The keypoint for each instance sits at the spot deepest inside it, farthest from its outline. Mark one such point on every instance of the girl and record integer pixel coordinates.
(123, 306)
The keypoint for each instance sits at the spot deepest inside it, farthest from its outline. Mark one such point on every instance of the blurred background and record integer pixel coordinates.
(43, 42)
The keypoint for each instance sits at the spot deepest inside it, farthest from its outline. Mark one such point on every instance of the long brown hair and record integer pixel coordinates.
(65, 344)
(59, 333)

* * *

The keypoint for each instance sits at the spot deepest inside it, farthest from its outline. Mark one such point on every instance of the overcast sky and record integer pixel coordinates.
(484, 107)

→ **WHAT THIS TASK INVOLVES**: Pick out every line in the records above that contains the word "deepest", and copy each of those lines in full. Case counts.

→ **TASK RESULT**:
The keypoint for each instance sits at the spot deepest inside it, farthest from its outline. Mark one such point on every instance of the girl and record integer pixel coordinates.
The keypoint for each instance sits at the spot deepest inside it, farthest from its outline. Mark one such point on every instance of the blurred background and record integer pixel coordinates.
The keypoint for each instance sits at the spot deepest inside it, farthest from its outline. Mark one such point on every instance of the long brown hair and record integer pixel coordinates.
The keypoint for each instance sits at the spot deepest inside it, farthest from its outline. Mark one such point on every instance of the overcast sky and record integer pixel coordinates.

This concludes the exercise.